- GOAL: Extract exactly the range of lines bounded by the line containing "of the gable" and the final line of the listing, both ends included, and no other lines.

Records from a dataset:
--- start ---

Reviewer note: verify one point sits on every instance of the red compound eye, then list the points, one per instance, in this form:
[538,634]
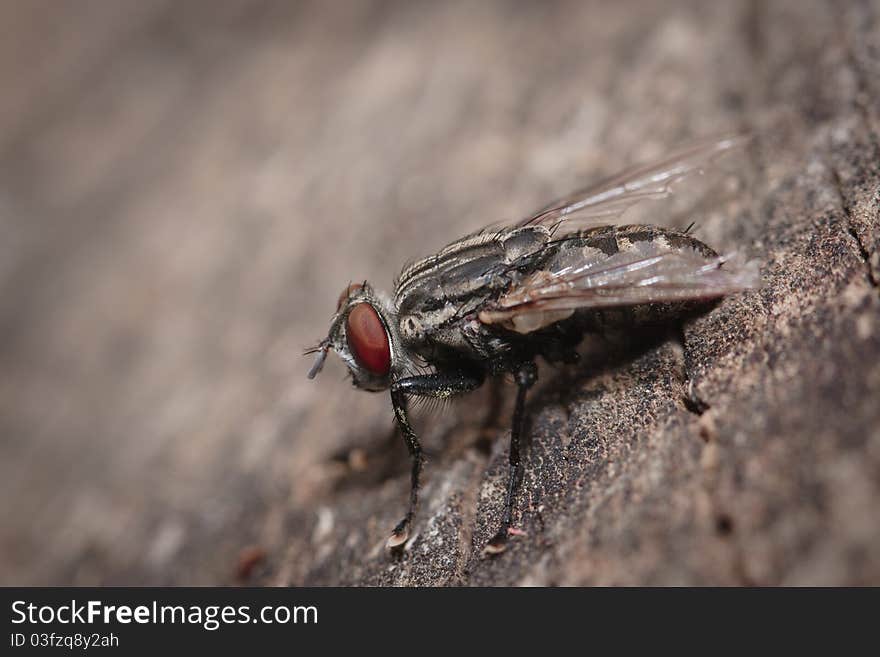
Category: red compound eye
[368,340]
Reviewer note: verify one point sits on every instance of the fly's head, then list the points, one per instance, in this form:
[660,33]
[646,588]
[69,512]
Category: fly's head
[360,333]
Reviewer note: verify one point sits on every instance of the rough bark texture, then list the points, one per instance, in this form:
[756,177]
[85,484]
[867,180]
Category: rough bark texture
[185,189]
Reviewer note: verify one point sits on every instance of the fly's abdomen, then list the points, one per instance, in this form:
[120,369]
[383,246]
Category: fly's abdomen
[589,249]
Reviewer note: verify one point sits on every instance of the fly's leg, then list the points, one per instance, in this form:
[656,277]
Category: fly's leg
[429,385]
[525,378]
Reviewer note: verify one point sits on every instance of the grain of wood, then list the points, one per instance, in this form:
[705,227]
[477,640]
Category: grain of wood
[185,189]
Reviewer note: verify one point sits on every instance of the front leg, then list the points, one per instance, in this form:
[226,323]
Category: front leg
[525,377]
[426,385]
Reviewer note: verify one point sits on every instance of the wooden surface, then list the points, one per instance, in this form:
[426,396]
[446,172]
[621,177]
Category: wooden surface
[185,189]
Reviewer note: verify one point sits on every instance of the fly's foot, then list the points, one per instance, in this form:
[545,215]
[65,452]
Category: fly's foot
[399,535]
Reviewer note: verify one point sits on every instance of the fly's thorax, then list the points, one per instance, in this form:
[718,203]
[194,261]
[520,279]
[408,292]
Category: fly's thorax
[364,335]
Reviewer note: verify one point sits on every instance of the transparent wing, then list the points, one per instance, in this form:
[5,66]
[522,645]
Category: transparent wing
[645,274]
[609,199]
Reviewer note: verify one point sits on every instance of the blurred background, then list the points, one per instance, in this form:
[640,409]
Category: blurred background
[186,187]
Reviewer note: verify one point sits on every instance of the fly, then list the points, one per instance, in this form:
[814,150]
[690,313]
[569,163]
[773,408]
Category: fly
[490,303]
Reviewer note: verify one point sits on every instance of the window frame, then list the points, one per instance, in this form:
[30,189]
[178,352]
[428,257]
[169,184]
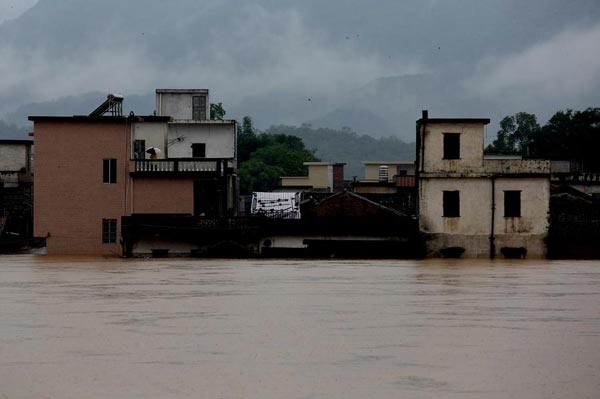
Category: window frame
[199,109]
[450,205]
[512,206]
[109,171]
[140,146]
[109,231]
[451,146]
[199,146]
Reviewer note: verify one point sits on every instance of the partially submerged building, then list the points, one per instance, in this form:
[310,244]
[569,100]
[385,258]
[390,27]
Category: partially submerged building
[473,206]
[93,170]
[16,193]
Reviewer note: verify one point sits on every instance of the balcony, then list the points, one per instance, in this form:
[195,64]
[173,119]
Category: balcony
[181,166]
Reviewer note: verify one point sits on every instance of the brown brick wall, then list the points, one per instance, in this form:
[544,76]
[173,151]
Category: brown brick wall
[70,198]
[163,195]
[338,178]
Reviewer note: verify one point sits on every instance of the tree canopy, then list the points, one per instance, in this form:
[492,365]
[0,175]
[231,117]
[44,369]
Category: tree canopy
[515,134]
[265,157]
[569,135]
[217,112]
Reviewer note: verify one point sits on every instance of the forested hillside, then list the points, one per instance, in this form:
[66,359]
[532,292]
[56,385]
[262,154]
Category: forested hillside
[346,146]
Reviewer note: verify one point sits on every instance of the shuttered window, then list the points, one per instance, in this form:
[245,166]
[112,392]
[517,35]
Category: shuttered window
[451,204]
[109,171]
[109,231]
[198,108]
[512,203]
[451,145]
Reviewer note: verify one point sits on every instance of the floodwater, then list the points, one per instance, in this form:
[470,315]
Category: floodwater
[174,328]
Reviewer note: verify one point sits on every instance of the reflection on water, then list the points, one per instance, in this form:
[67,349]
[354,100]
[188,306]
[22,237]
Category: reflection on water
[171,328]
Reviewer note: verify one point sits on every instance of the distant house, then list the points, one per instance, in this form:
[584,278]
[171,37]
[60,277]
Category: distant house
[15,162]
[386,177]
[473,205]
[93,170]
[16,191]
[322,176]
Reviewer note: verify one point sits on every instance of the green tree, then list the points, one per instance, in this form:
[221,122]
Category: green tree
[265,157]
[217,112]
[515,134]
[248,141]
[571,135]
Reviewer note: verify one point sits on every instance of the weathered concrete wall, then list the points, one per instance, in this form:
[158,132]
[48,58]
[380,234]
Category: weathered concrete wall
[473,228]
[471,147]
[478,246]
[178,103]
[535,207]
[219,138]
[162,195]
[70,198]
[155,135]
[475,206]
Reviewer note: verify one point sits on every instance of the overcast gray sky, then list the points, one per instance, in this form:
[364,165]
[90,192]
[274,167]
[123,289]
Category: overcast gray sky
[267,57]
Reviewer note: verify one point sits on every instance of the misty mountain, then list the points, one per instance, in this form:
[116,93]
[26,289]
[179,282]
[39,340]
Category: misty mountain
[267,58]
[360,120]
[13,132]
[344,145]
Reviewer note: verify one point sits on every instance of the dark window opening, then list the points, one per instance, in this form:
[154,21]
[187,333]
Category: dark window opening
[451,145]
[109,170]
[198,150]
[109,231]
[198,108]
[139,149]
[451,204]
[512,204]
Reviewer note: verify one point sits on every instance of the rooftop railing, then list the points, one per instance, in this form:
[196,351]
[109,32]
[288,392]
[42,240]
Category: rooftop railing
[179,165]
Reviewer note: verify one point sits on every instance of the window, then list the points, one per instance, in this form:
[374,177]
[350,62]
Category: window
[198,150]
[109,170]
[451,204]
[451,145]
[139,149]
[109,231]
[198,108]
[512,204]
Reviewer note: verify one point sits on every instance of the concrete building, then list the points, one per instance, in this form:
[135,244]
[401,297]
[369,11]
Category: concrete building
[16,193]
[322,176]
[15,162]
[475,206]
[94,170]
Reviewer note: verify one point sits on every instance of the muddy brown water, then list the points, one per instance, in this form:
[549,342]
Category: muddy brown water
[173,328]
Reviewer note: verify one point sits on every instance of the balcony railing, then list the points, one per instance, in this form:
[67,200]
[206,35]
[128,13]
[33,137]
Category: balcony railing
[181,165]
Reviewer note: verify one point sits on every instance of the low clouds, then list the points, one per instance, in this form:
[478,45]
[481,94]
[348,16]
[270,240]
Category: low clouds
[10,9]
[266,58]
[256,51]
[567,65]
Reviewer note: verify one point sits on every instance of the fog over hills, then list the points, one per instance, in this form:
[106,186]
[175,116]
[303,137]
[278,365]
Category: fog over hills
[369,66]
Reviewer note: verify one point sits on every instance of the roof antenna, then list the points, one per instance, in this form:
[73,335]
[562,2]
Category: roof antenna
[112,105]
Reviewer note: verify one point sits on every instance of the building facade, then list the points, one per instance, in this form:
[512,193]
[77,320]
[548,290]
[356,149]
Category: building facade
[386,177]
[476,207]
[94,170]
[322,176]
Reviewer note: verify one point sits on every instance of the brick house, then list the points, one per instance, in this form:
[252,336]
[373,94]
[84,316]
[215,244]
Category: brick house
[93,170]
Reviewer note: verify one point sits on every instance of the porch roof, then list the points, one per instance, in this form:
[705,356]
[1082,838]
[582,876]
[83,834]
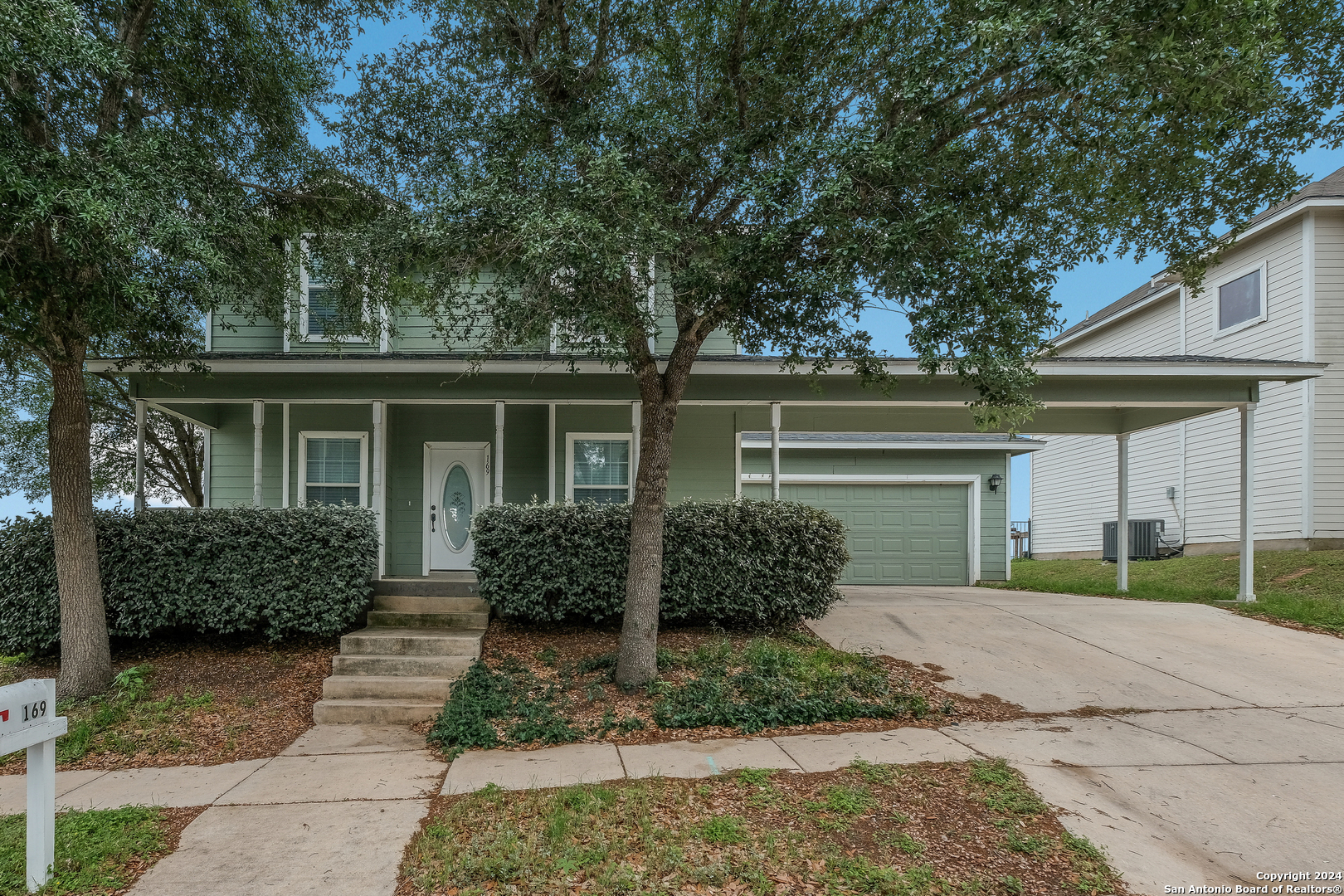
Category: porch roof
[1082,395]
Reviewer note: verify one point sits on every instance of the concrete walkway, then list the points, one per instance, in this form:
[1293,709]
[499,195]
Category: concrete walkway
[1237,766]
[1227,762]
[329,816]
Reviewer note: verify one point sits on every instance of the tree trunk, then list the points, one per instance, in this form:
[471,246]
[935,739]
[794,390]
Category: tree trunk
[661,395]
[85,652]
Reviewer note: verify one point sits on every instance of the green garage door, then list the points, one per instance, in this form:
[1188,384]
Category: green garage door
[898,533]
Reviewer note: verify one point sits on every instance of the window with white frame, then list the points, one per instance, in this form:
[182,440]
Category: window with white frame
[1239,299]
[597,468]
[331,468]
[323,314]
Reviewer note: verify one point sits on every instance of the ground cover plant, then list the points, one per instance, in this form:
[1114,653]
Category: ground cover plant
[899,830]
[1298,587]
[187,703]
[99,850]
[542,685]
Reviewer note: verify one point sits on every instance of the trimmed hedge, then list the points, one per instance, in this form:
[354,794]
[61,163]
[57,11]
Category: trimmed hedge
[277,572]
[732,562]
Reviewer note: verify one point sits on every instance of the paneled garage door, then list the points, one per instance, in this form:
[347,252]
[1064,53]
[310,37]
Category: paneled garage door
[898,533]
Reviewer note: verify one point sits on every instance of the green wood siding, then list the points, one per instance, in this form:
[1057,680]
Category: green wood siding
[704,455]
[704,468]
[246,334]
[231,457]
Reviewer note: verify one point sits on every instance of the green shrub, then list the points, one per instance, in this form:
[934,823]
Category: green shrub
[771,684]
[277,572]
[737,562]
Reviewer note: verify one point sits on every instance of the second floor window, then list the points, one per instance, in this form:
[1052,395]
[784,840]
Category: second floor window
[324,314]
[1241,301]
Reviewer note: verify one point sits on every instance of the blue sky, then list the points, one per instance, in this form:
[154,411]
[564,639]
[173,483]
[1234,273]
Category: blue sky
[1083,289]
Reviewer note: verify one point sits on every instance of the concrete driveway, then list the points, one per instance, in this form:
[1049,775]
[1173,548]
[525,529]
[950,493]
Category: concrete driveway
[1233,766]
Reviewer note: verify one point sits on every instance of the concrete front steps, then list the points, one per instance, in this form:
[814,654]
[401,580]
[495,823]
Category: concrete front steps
[422,635]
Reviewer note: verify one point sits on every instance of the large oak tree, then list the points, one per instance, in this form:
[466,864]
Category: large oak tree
[784,165]
[145,147]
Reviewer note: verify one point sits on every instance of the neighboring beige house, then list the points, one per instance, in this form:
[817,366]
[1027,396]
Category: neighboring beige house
[1278,293]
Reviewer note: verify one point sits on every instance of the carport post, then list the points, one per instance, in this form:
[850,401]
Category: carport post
[1246,587]
[774,450]
[1122,514]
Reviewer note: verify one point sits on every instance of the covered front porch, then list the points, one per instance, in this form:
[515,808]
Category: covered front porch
[387,433]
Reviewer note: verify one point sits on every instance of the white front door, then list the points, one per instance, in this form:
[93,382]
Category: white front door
[455,489]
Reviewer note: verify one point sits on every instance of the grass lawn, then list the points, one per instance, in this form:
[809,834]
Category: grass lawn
[99,850]
[1305,587]
[178,703]
[901,830]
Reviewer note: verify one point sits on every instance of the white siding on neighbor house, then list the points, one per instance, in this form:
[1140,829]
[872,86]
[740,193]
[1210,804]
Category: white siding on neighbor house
[1149,332]
[1328,486]
[1280,336]
[1074,488]
[1074,477]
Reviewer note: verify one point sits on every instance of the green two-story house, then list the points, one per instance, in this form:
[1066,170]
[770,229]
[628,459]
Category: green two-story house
[425,437]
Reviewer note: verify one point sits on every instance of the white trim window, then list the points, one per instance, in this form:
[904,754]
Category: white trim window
[332,468]
[597,466]
[1239,299]
[320,314]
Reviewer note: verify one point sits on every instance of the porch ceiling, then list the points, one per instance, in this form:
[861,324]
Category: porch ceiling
[1081,395]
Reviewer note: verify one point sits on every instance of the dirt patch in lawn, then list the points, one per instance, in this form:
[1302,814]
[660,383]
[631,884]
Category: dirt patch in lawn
[902,829]
[199,703]
[552,653]
[173,822]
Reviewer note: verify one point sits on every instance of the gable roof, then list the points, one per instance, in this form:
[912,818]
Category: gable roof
[1328,187]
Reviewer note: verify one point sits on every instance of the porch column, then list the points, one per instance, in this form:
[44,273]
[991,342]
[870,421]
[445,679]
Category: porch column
[205,469]
[774,450]
[636,430]
[284,455]
[550,453]
[499,451]
[377,486]
[1246,589]
[258,421]
[1122,514]
[140,455]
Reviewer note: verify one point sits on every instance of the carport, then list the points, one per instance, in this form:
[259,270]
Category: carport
[750,397]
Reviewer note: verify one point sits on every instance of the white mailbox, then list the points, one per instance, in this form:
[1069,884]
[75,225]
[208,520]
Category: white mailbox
[28,722]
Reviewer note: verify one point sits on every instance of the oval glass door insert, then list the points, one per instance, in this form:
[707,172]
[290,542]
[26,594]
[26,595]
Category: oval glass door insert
[457,507]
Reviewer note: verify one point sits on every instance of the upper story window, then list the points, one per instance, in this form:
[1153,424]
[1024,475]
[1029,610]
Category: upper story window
[332,468]
[323,316]
[597,468]
[1241,299]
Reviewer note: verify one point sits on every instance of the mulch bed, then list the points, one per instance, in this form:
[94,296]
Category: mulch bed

--- end ---

- WRITTEN REPLY:
Reviewer note: verify one point sits on every instance of the gable roof, then list the points, one per instance, in this form:
[912,818]
Category: gable roof
[1328,187]
Reviewer note: verify one point sits on every instance of the porch column, then list the points, one per instance, in this form:
[44,273]
[991,342]
[870,421]
[445,679]
Category: porch column
[205,469]
[774,450]
[636,430]
[284,455]
[550,453]
[499,451]
[377,486]
[1246,589]
[258,421]
[1122,514]
[140,455]
Reviewer note: verify one point sits on every instance of the carport, then list the points, one per instance, in this form:
[259,270]
Category: carport
[750,397]
Reviewer note: verify one point sits on every instance of the white mailbox, then list the points, one per instance, in this form:
[1069,884]
[75,225]
[208,520]
Category: white mailbox
[28,722]
Reviewer note: verify one point sits on every instance of the oval glass door insert, then list the points, one per instance, in this form:
[707,172]
[290,542]
[26,594]
[26,595]
Category: oval glass door insert
[457,507]
Reviewer note: verify one point sits on every instance of the upper story window, then list the points, one per instance, in this form:
[1153,424]
[1024,475]
[1029,610]
Category: upper story window
[332,468]
[323,316]
[597,468]
[1241,299]
Reviewer note: verify one point sits on every instance of the mulch bed, then list the points, one per instance, in this form:
[94,296]
Category: mulch bed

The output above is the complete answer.